● **Exercise directions**: Could you find each line of the data below that contains the word "headband" and copy those lines?

● **Records for this task**:
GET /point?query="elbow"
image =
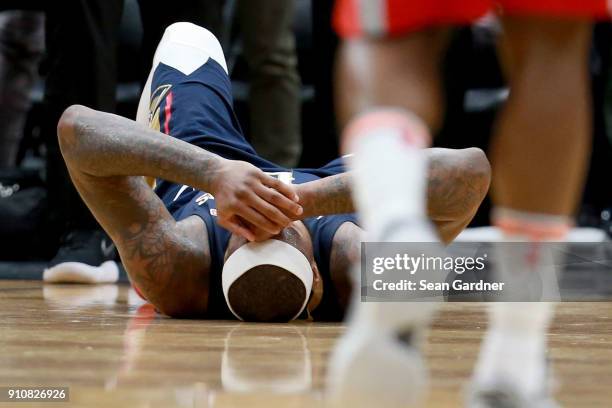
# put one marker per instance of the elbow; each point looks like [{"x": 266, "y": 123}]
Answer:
[
  {"x": 66, "y": 131},
  {"x": 479, "y": 170}
]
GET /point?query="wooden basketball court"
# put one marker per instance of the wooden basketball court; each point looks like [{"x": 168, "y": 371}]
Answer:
[{"x": 112, "y": 351}]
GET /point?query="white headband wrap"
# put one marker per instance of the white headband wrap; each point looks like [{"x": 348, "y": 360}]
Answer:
[{"x": 270, "y": 252}]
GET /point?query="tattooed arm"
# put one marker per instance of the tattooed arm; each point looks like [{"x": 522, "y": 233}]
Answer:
[
  {"x": 458, "y": 181},
  {"x": 109, "y": 145}
]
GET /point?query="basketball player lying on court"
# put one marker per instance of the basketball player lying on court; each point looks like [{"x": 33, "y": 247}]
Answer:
[{"x": 213, "y": 194}]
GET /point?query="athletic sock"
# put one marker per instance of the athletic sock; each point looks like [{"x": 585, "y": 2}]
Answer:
[
  {"x": 514, "y": 348},
  {"x": 389, "y": 171}
]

● **Written response**:
GET /point?query="white headband wrap"
# put one marker per instance of the white headband wrap; each point looks like [{"x": 348, "y": 360}]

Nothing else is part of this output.